▶ READING PASSAGE:
# # # # #

USMC Receives First SkyTower II Pod for ‘Digital Quarterback’ MQ-9 Reapers

Published on: March 12, 2025 at 11:55 PM
The SkyTower II pod under an MQ-9 Reaper inside a hangar at Pax River, late in Feb. 2025. (Image credit: U.S. Navy)

The U.S. Marine Corps’ pursuit to make its MQ-9 Reaper drones relevant and survivable, transforming them into vital communications and signals relay platforms for a high-end fight against China in the western Pacific, just got a boost. NAVAIR (Naval Air Systems Command) announced on Mar. 10, 2025, that the Navy’s MQ-9 Reaper test squadron at Naval Air Station Patuxent River, Maryland, received the first SkyTower II (STII) pod, “in preparation for the system’s initial operational capability (IOC) next year.”

The statement said that, on Feb. 25, 2025, that Air Test and Evaluation (UX) 24 loaded the new pod onto the aircraft and conducted initial power on checks. After a number of tests, the was aircraft hoisted for the first time in the large anechoic chamber at Pax River as a risk reduction for the upcoming program, proving the ability to “safely hang the aircraft while providing power, cooling and satellite link.”

STII, developed by GALT, a small business prime vendor, is an “airborne network extension pod that enhances cross-domain communication capabilities and links communications between disparate forces.” According to NAVAIR’ description, it can execute ISR concept of operations with “tactically relevant operational communications and data sharing capabilities with many forces in support of the MQ-9 Reapers’ operational mission.”

The USMC had already identified one RDESS/SOAR (Reaper Defense Electronic Support System/Scalable Open Architecture Reconnaissance) in 2024, which has been tested on the Air Force’s own Reapers in 2021. The SkyTower II therefore is a rapidly prototyped system to satisfy the U.S. Marine Corps’ needs in the Pacific Ocean’s vast distances.

The STII pod integration

According to NAVAIR, “the tests proved the ability to safely hang the aircraft while providing power, cooling and satellite link with the aircraft for communications, command and control.” Other tests will follow over the next few months, before upgraded MQ-9s are delivered to the fleet.

In the two images released by NAVAIR, the MQ-9 in the hangar is shown with the STII pod not yet under its wing, but on the trolley, possibly before it was loaded. The pod is also not visible in the photo where the MQ-9 is suspended from the roof in the anechoic chamber, with the wing hardpoints missing.

# # # # #

(Bounding box annotation listing)
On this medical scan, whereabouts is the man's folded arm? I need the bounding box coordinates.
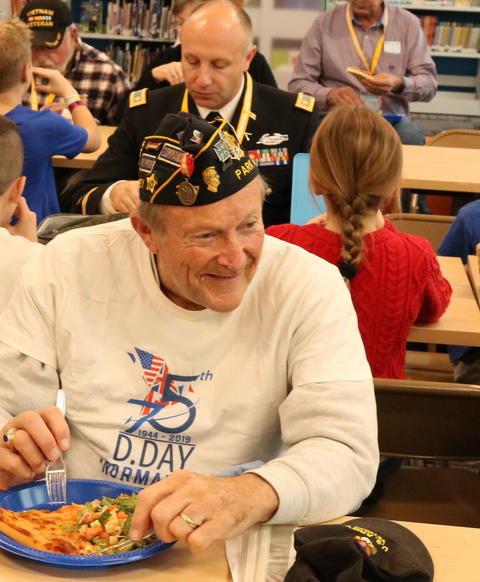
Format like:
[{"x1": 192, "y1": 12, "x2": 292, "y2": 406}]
[
  {"x1": 59, "y1": 110, "x2": 140, "y2": 214},
  {"x1": 253, "y1": 380, "x2": 378, "y2": 524},
  {"x1": 0, "y1": 341, "x2": 58, "y2": 427}
]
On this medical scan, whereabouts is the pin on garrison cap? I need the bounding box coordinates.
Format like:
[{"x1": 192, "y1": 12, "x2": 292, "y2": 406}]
[
  {"x1": 20, "y1": 0, "x2": 73, "y2": 49},
  {"x1": 285, "y1": 517, "x2": 434, "y2": 582},
  {"x1": 139, "y1": 112, "x2": 258, "y2": 206}
]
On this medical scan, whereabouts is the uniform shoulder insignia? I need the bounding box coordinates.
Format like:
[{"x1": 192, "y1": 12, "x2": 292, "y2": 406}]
[
  {"x1": 128, "y1": 88, "x2": 148, "y2": 109},
  {"x1": 295, "y1": 93, "x2": 315, "y2": 113}
]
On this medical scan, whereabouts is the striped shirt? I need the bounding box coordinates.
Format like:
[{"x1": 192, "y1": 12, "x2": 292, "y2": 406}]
[
  {"x1": 23, "y1": 39, "x2": 130, "y2": 125},
  {"x1": 288, "y1": 4, "x2": 437, "y2": 115}
]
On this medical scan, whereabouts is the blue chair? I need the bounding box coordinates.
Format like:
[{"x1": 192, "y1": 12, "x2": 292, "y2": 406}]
[{"x1": 290, "y1": 154, "x2": 327, "y2": 225}]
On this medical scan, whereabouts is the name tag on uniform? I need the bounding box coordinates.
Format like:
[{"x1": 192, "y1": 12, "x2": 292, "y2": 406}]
[{"x1": 383, "y1": 40, "x2": 402, "y2": 55}]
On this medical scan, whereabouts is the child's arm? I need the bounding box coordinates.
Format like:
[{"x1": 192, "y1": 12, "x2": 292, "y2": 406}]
[{"x1": 32, "y1": 67, "x2": 102, "y2": 152}]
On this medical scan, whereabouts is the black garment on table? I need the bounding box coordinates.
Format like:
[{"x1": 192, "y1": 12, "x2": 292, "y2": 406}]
[
  {"x1": 285, "y1": 517, "x2": 434, "y2": 582},
  {"x1": 60, "y1": 74, "x2": 319, "y2": 226},
  {"x1": 133, "y1": 45, "x2": 277, "y2": 91}
]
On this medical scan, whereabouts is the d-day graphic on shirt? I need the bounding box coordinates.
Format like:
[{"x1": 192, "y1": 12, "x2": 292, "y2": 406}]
[{"x1": 100, "y1": 348, "x2": 213, "y2": 486}]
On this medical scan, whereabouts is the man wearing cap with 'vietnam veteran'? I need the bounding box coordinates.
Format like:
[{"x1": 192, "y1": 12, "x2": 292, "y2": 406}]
[
  {"x1": 20, "y1": 0, "x2": 130, "y2": 125},
  {"x1": 60, "y1": 0, "x2": 319, "y2": 226},
  {"x1": 0, "y1": 113, "x2": 378, "y2": 552}
]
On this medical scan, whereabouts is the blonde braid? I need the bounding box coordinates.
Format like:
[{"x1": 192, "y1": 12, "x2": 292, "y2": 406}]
[{"x1": 310, "y1": 105, "x2": 402, "y2": 286}]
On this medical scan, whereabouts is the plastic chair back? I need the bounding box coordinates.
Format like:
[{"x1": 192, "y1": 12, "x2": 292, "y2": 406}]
[{"x1": 290, "y1": 153, "x2": 327, "y2": 225}]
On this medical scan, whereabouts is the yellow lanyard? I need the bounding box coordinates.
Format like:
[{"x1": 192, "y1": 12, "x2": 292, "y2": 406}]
[
  {"x1": 30, "y1": 73, "x2": 61, "y2": 111},
  {"x1": 182, "y1": 72, "x2": 255, "y2": 143},
  {"x1": 345, "y1": 4, "x2": 388, "y2": 75}
]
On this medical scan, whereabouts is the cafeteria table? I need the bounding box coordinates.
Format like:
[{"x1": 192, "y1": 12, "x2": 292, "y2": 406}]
[
  {"x1": 52, "y1": 136, "x2": 480, "y2": 202},
  {"x1": 402, "y1": 145, "x2": 480, "y2": 194},
  {"x1": 408, "y1": 256, "x2": 480, "y2": 347},
  {"x1": 0, "y1": 517, "x2": 480, "y2": 582}
]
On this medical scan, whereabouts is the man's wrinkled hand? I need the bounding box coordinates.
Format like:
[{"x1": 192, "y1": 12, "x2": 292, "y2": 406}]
[
  {"x1": 360, "y1": 73, "x2": 402, "y2": 95},
  {"x1": 327, "y1": 87, "x2": 363, "y2": 107},
  {"x1": 110, "y1": 180, "x2": 140, "y2": 212},
  {"x1": 0, "y1": 406, "x2": 70, "y2": 490},
  {"x1": 130, "y1": 471, "x2": 278, "y2": 553},
  {"x1": 7, "y1": 196, "x2": 38, "y2": 242},
  {"x1": 152, "y1": 61, "x2": 184, "y2": 85}
]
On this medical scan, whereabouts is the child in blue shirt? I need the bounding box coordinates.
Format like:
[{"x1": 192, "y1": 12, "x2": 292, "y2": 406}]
[{"x1": 0, "y1": 21, "x2": 101, "y2": 222}]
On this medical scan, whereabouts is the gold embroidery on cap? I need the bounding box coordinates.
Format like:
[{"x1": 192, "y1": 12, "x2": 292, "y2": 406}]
[
  {"x1": 145, "y1": 174, "x2": 158, "y2": 194},
  {"x1": 176, "y1": 180, "x2": 200, "y2": 206},
  {"x1": 202, "y1": 166, "x2": 220, "y2": 192}
]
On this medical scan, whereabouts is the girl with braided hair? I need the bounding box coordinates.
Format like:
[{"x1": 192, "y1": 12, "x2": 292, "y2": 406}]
[{"x1": 266, "y1": 105, "x2": 452, "y2": 378}]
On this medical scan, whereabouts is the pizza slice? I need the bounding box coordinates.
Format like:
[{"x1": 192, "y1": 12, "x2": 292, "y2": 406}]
[
  {"x1": 0, "y1": 503, "x2": 91, "y2": 554},
  {"x1": 0, "y1": 493, "x2": 155, "y2": 555}
]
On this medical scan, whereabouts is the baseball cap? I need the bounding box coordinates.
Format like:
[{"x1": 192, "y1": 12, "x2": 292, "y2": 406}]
[
  {"x1": 285, "y1": 517, "x2": 433, "y2": 582},
  {"x1": 139, "y1": 112, "x2": 258, "y2": 206},
  {"x1": 20, "y1": 0, "x2": 73, "y2": 49}
]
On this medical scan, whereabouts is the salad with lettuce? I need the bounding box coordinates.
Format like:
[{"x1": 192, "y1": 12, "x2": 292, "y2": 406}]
[{"x1": 65, "y1": 493, "x2": 156, "y2": 554}]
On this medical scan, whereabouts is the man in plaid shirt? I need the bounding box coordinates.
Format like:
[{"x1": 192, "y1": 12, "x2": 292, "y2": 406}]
[{"x1": 20, "y1": 0, "x2": 130, "y2": 125}]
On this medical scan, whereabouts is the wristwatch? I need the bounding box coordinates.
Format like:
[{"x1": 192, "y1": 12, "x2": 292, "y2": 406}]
[{"x1": 392, "y1": 77, "x2": 407, "y2": 93}]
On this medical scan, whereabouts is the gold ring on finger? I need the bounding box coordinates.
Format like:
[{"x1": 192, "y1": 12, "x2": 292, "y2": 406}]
[
  {"x1": 179, "y1": 512, "x2": 200, "y2": 529},
  {"x1": 2, "y1": 428, "x2": 17, "y2": 449}
]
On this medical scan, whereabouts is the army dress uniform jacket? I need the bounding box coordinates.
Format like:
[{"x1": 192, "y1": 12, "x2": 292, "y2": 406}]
[{"x1": 60, "y1": 73, "x2": 320, "y2": 226}]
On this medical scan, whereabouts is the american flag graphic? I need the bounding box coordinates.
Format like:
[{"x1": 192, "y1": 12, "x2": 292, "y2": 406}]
[{"x1": 135, "y1": 348, "x2": 179, "y2": 416}]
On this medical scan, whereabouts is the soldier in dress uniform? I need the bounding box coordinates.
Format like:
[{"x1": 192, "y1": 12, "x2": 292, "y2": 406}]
[{"x1": 61, "y1": 0, "x2": 319, "y2": 226}]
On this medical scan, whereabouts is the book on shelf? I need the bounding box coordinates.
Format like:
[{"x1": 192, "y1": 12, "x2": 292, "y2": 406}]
[
  {"x1": 79, "y1": 0, "x2": 103, "y2": 33},
  {"x1": 106, "y1": 0, "x2": 176, "y2": 41},
  {"x1": 420, "y1": 15, "x2": 480, "y2": 53},
  {"x1": 106, "y1": 42, "x2": 165, "y2": 84}
]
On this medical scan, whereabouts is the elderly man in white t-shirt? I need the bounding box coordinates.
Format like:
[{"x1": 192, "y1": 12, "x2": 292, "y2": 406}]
[{"x1": 0, "y1": 113, "x2": 378, "y2": 552}]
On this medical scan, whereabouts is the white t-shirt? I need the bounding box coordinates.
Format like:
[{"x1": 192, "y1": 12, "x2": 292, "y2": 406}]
[
  {"x1": 0, "y1": 227, "x2": 43, "y2": 312},
  {"x1": 0, "y1": 220, "x2": 378, "y2": 522}
]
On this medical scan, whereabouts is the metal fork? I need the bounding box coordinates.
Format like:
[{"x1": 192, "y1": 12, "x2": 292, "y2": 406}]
[{"x1": 45, "y1": 384, "x2": 67, "y2": 504}]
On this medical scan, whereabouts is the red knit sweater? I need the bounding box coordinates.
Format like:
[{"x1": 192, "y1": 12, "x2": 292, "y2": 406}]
[{"x1": 266, "y1": 220, "x2": 452, "y2": 378}]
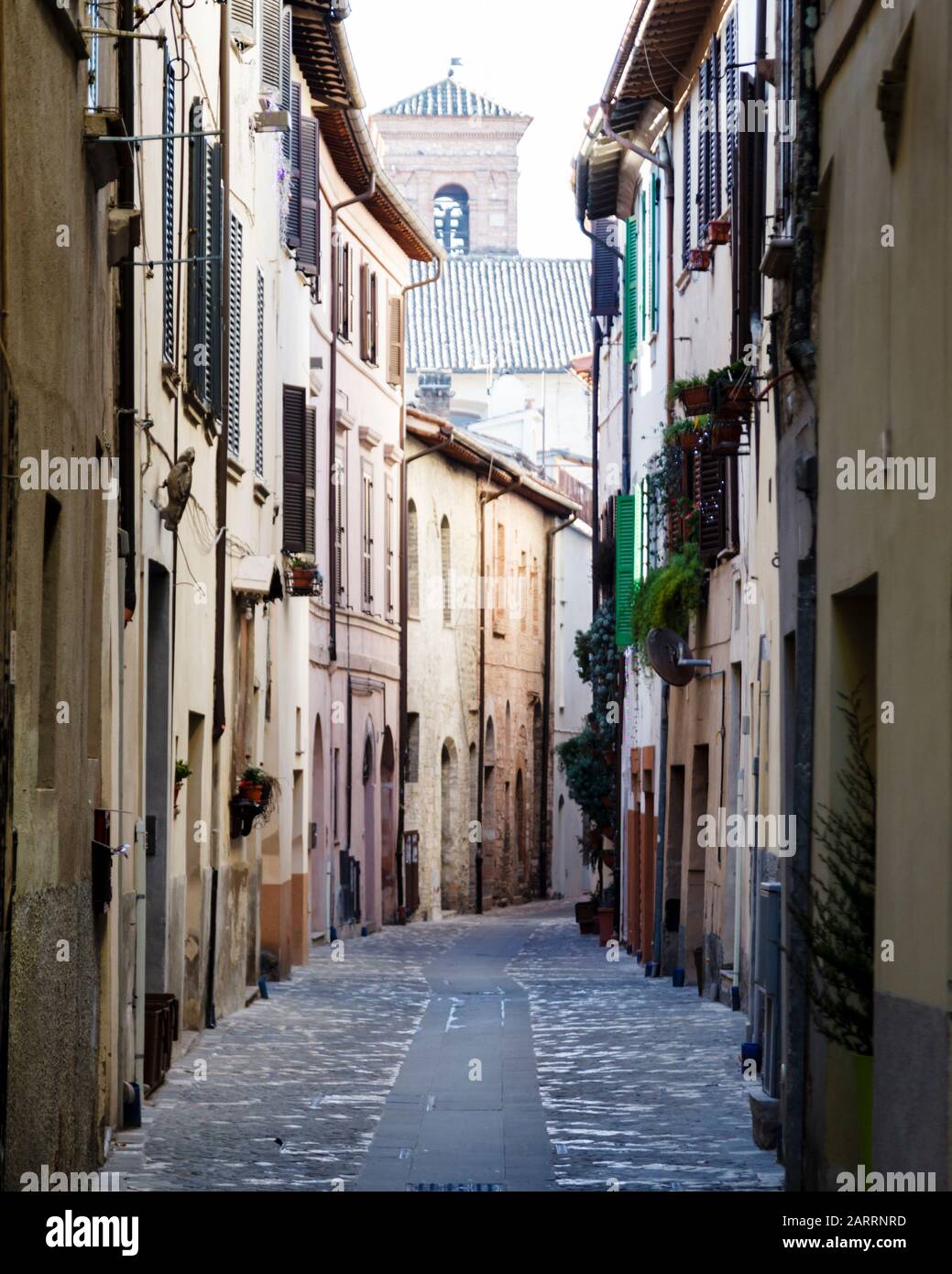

# # # # #

▶ EXERCISE REQUIREMENTS: Can you extend the article on the Marine Corps' SkyTower II pod, picking up right after its last sentence?

▶ THE RESPONSE:
Capt. Dennis Monagle, the Multi-Mission Tactical UAS program manager said in the NAVAIR release the delivery of the SkyTower II pod “marked a major milestone” in its two-year development journey, where the middle-tier acquisition from GALT allowed accelerated innovation.

“With robust system and integration testing now underway, we remain on track to achieve initial operating capability this year, delivering critical capability to the U.S. Marine Corps and the joint forces,” Capt. Monagle added. “The team has been able to accomplish a lot of work in a very compressed timeline by developing and executing these test plans for the chamber event and STII testing,” added Cmdr. Lauren Lawson, MQ-9 government flight test director.

A Marine Corps MQ-9A Reaper undergoes anechoic chamber testing Feb. 24 at Naval Air Station Patuxent River, Maryland. (Image credit: U.S. Navy)

MQ-9A Reaper system and capabilities

NAVAIR (Naval Air Systems Command) describes the MQ-9A Reaper as a MALE (Medium Altitude Long Endurance) UAV, capable of performing “multi-mission ISR (Intelligence, Surveillance and Reconnaissance) missions over land or sea.” The MQ-9A can touch distances of 2,574 km (1,600 miles) with an endurance of more than 20 hours. Adding external fuel tanks, each holding 589 kg (1,300 pounds) of fuel, can enhance that range and endurance.

While announcing the first flight of an MQ-9A Reaper from VMUT-2 (Marine Unmanned Aerial Vehicle Training Squadron 2) “Night Owls” at MCAS Cherry Point on Nov. 21, 2024, the Marine Corps said the MQ-9A can carry an external payload of 1,361 kg on six wing hardpoints. The aircraft has a MTS-B EO/IR (Electro-Optical/Infrared) turret, a Lynx Multi-mode Radar, a Multi-mode Maritime Radar, an Automated Identification System and communications relay systems.

Marine MQ-9s in the Indo-Pacific

The service began looking at the Reaper since a Group 5 drone was more suited for the Extended Range Marine Air-Ground Task Force’s (MAGTF) Unmanned Expeditionary Medium-Altitude High-Endurance (MUX) concept that emerged around 2016.

According to Marine Times, the Block 5 sub-variant enables “future Marine Corps, naval, and joint force operating concepts by providing multisensor surveillance and reconnaissance; data gateway and relay capabilities through an aerial layer; and enabling or conducting the detection and engagement of targets during expeditionary, joint, and combined operations.” The smaller RQ-21A Blackjack offers limited capabilities in these areas.

U.S. Marine Corps Lt. Gen. Michael S. Cederholm, Deputy Commandant for Aviation (DCA), attends the unveiling ceremony of the MQ-9A for Marine Unmanned Aerial Vehicle Squadron 3 (VMU-3), Marine Aircraft Group 24, 1st Marine Aircraft Wing at Marine Corps Air Station Kaneohe Bay, Aug 2, 2023. (Image credit: USMC/Cpl. Christian Tofteroo)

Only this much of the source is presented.